YOUR ASSIGNMENT
Reproduce exactly the line that contains "Task: point out each instance of the priest" and all lines that follow it in the records below, ending with the last one.

Point-per-instance localization data:

--

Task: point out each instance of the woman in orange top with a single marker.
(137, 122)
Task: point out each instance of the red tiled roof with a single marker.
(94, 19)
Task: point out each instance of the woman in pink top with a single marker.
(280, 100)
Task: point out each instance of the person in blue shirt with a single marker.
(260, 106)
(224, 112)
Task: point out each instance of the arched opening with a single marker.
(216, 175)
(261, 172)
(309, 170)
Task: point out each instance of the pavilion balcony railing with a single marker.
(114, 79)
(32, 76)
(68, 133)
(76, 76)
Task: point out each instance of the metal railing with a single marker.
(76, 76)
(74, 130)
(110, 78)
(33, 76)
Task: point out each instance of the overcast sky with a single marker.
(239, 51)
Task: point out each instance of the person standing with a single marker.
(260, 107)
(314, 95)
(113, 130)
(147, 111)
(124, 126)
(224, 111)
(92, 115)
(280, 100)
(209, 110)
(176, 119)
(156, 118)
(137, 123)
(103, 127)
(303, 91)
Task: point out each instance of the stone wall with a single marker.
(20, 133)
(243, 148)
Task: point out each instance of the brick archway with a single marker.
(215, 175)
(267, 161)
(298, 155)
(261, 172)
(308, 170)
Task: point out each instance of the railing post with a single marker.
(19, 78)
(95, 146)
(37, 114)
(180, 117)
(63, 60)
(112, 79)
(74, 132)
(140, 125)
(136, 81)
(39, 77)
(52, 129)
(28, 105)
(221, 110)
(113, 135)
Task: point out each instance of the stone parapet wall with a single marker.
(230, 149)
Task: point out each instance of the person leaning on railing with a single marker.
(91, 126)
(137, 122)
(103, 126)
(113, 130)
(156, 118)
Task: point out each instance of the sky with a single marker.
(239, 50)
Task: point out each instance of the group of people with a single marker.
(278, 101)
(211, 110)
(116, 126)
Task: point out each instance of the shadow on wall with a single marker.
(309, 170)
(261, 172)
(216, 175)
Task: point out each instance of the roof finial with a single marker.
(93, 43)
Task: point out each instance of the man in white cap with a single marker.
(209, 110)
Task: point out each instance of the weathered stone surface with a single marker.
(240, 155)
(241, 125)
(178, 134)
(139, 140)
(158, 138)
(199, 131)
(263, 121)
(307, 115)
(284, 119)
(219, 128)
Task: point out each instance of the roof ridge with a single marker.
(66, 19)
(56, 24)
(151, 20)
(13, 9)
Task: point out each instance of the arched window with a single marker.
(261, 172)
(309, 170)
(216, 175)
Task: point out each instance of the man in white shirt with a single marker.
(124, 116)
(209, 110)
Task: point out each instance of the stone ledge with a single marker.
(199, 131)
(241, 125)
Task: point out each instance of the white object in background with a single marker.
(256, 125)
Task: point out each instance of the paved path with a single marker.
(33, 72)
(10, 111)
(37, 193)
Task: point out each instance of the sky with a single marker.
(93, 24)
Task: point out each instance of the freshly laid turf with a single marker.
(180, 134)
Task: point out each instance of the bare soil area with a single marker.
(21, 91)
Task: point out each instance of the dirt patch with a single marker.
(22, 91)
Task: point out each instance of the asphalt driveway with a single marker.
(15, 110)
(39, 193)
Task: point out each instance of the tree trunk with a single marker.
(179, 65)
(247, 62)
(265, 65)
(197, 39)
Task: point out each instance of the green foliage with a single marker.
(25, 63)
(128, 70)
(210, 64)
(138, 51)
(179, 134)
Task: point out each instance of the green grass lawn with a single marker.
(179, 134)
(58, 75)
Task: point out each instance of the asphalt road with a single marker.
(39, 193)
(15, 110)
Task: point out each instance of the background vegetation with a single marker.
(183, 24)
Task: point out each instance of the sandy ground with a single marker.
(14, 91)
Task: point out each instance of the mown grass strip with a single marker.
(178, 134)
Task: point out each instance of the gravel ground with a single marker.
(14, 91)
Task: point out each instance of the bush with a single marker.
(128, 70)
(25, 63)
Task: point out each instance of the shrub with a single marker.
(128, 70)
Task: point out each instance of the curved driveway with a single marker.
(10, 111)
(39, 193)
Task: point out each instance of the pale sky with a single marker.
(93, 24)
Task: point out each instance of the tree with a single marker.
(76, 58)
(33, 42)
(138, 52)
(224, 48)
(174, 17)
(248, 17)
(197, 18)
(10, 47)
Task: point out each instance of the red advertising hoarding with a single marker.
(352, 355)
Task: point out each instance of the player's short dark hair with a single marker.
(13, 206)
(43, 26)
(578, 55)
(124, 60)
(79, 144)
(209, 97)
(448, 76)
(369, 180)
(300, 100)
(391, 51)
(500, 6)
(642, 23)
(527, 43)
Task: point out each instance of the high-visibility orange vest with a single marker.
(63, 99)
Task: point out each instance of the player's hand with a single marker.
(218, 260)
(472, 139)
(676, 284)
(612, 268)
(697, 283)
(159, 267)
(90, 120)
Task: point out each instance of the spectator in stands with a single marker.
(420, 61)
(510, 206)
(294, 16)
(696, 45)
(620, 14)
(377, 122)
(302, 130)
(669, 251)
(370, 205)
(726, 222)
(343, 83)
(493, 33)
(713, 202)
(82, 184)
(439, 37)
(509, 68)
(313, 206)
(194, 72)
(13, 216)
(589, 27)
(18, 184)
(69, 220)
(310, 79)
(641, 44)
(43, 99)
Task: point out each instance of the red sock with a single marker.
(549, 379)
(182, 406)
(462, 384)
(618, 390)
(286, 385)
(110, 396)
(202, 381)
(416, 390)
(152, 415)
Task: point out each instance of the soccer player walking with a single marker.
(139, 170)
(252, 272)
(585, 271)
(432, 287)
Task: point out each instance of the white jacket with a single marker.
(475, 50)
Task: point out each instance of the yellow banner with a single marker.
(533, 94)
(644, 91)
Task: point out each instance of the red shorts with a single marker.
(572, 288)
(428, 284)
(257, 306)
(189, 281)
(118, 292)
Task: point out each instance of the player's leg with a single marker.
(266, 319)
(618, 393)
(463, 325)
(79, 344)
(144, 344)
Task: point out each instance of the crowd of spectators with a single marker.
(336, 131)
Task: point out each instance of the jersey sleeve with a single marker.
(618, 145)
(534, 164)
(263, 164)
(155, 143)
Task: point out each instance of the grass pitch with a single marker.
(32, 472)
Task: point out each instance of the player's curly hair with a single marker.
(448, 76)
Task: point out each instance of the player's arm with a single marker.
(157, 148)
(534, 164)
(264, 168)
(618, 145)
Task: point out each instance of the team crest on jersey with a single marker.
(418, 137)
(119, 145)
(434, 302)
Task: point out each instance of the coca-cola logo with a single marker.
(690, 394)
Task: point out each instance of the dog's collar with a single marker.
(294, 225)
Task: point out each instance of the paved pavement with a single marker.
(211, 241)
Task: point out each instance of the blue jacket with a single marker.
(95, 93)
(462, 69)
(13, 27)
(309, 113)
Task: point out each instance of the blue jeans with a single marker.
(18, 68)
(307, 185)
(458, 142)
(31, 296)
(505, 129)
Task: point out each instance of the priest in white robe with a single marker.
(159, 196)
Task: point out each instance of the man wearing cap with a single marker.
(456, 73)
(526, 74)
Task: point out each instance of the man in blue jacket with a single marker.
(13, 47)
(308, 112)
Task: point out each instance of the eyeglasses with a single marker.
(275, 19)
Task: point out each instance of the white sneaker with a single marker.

--

EXERCISE ANSWER
Task: point out each instance of the priest in white robe with a single marker.
(159, 196)
Task: point out each instance of the man wearing cap with a single marker.
(456, 73)
(526, 74)
Task: point out each instance of the man in blue jacket with a single marker.
(13, 47)
(308, 112)
Task: point out each instance of the eyeglasses with a single marker.
(275, 19)
Task: point out each instance of the white sneaker with a single marker.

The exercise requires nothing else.